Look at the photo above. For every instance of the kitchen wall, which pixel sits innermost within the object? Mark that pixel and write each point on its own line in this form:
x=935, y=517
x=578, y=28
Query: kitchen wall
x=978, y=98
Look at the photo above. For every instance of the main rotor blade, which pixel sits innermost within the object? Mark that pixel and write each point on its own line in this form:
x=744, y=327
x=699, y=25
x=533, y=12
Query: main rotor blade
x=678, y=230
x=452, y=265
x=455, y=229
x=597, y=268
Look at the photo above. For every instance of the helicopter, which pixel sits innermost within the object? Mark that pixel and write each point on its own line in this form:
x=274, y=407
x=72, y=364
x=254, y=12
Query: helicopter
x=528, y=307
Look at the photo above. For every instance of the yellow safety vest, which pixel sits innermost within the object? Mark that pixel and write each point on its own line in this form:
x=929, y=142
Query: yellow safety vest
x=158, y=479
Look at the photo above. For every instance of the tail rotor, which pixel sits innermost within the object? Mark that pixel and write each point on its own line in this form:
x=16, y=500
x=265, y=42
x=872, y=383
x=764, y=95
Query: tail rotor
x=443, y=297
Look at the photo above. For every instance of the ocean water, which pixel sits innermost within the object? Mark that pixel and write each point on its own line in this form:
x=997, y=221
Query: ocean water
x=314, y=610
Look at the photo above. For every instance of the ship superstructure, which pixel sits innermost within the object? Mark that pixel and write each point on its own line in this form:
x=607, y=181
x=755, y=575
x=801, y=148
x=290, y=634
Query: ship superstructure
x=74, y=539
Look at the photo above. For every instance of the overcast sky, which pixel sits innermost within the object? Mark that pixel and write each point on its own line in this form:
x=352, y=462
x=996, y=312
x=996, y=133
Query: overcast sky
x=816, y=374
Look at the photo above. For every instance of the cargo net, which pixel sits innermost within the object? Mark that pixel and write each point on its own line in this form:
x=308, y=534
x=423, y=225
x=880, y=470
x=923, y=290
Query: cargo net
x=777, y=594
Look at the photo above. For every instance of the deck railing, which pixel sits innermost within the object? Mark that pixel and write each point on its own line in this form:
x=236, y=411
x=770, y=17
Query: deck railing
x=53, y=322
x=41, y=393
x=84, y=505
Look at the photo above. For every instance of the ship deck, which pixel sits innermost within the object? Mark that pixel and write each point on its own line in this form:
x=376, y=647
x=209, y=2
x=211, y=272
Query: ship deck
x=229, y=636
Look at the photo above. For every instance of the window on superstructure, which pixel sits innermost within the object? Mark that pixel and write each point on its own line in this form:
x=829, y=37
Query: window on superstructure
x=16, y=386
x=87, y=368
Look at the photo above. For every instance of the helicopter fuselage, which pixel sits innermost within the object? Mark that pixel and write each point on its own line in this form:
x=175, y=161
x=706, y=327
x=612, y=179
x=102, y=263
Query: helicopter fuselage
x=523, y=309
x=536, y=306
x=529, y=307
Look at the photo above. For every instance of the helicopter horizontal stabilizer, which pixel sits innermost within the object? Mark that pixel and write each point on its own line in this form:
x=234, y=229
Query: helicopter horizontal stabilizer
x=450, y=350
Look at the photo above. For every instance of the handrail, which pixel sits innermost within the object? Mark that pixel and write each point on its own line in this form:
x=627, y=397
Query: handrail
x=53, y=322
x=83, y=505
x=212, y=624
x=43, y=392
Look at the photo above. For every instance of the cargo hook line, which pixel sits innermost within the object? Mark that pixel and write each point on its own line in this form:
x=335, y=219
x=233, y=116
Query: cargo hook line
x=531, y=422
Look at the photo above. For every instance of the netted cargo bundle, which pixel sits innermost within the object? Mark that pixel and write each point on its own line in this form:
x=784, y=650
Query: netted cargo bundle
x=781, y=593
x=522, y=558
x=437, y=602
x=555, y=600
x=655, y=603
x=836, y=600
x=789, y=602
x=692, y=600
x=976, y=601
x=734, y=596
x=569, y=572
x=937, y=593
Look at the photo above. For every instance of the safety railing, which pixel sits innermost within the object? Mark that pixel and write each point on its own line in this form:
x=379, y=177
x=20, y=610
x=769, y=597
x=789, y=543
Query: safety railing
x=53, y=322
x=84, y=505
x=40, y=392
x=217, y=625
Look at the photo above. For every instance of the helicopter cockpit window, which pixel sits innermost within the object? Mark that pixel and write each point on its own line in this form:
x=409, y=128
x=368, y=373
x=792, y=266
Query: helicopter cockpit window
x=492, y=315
§
* _Exercise requirements_
What you return should match the listing above exactly.

* _Result of the exercise_
Look at the photo above. For every instance of the kitchen wall, which pixel sits innermost within the object? Mark that pixel and write each point on its own line in this form:
x=935, y=517
x=578, y=28
Query: kitchen wall
x=978, y=98
Look at the photo above. For every instance of the main rotor blade, which pixel sits innermost within the object? Mark that pixel and write each point on its own line in this form:
x=744, y=327
x=699, y=25
x=533, y=12
Query: main rotor blade
x=678, y=230
x=452, y=265
x=455, y=229
x=597, y=268
Look at the photo above. For every instance of the helicopter, which pixel sits innermost within the object? Mark that pixel and write each point on its own line in this form:
x=274, y=407
x=72, y=364
x=254, y=12
Query: helicopter
x=528, y=307
Look at the photo above. For every instance of the yellow safety vest, which pixel sits innermost within the object? Mark that pixel and write each point on its own line in this form:
x=929, y=142
Query: yellow safety vest
x=158, y=479
Look at the photo above. For every instance of the tail rotor, which pixel sits innermost within the object? Mark that pixel and write each point on its own line in this form:
x=16, y=500
x=265, y=42
x=872, y=383
x=764, y=95
Query: tail rotor
x=443, y=297
Look at the photo above. For every instance of the ocean water, which pixel sits innermost within the object? Mark that pixel and write each point on its own line in this form:
x=997, y=221
Query: ocean water
x=314, y=610
Look at the photo above. For every instance of the ship superstructure, which pixel sits innermost within the object? Mark that pixel and write each point on its own line in this form:
x=607, y=181
x=755, y=575
x=801, y=148
x=290, y=634
Query: ship superstructure
x=74, y=539
Look at the photo above. For every instance of the overcast sky, which pixel sits innermost within the object? Mark that pixel and write each point on its own line in this form:
x=352, y=462
x=996, y=312
x=996, y=133
Query: overcast sky
x=816, y=374
Look at the photo above. For every instance of the cargo net, which pixel sits innermost within the object? Mark that pixel and write each point on its own line in this form:
x=308, y=534
x=423, y=225
x=880, y=470
x=923, y=290
Query: cargo net
x=777, y=594
Look at the photo above. For every instance of the deck railing, which pixel sits innermost within the object? Mark that pixel and write each point on its own line in this form:
x=236, y=411
x=770, y=17
Query: deck railing
x=53, y=322
x=41, y=393
x=84, y=505
Look at the photo above. For every instance of the ship deck, which pixel sits innermost within the object? Mark that pixel and write each point on its own line in this form:
x=376, y=647
x=209, y=2
x=211, y=272
Query: ship deck
x=229, y=636
Look at the photo above. For every instance of the window on superstructure, which pixel sits innermost within the object? Mark that pixel and write each point on its own line in this form:
x=829, y=37
Query: window on superstructure
x=16, y=386
x=87, y=368
Look at the photo above. For every instance of the helicopter fuselage, which pixel sits innermost within the object? Mark that pixel and write each point on its own line in this form:
x=175, y=161
x=706, y=327
x=612, y=179
x=102, y=263
Query: helicopter fuselage
x=523, y=309
x=536, y=306
x=529, y=307
Look at the photo above. For every instance of the helicopter horizontal stabilizer, which pixel sits innermost within the object? Mark that pixel and write each point on its own line in this form:
x=234, y=229
Query: helicopter horizontal stabilizer
x=450, y=350
Look at the photo above. For every instance of the handrail, which pixel sits innermost within the object? Mark that pixel and write each point on its own line in this form:
x=627, y=397
Query: handrail
x=53, y=322
x=83, y=505
x=212, y=624
x=43, y=392
Look at the photo above. For every instance of the cargo hook line, which pixel sits innermost within the object? Mark that pixel and write each point on its own line in this form:
x=335, y=219
x=233, y=116
Query: cargo hook line
x=531, y=422
Look at the photo above. For every instance of the netted cargo bundle, which pixel sits innermost within the object? Mark that pixel and write each point on its own line in this form:
x=784, y=650
Query: netted cargo bundle
x=781, y=593
x=522, y=558
x=437, y=602
x=555, y=600
x=655, y=603
x=836, y=600
x=789, y=602
x=692, y=600
x=976, y=601
x=734, y=596
x=569, y=572
x=937, y=593
Look at the photo above. For every instance of the safety railing, which pixel sits innermost within the object? Mark that pixel and write each point on its own line in this form:
x=379, y=177
x=20, y=610
x=769, y=597
x=789, y=543
Query: safety railing
x=53, y=322
x=84, y=505
x=40, y=392
x=217, y=625
Look at the photo above. For every instance of the helicopter cockpit window, which pixel sits innermost within the object? Mark that pixel and write each point on its own line in this form:
x=409, y=128
x=368, y=373
x=792, y=266
Query: helicopter cockpit window
x=492, y=315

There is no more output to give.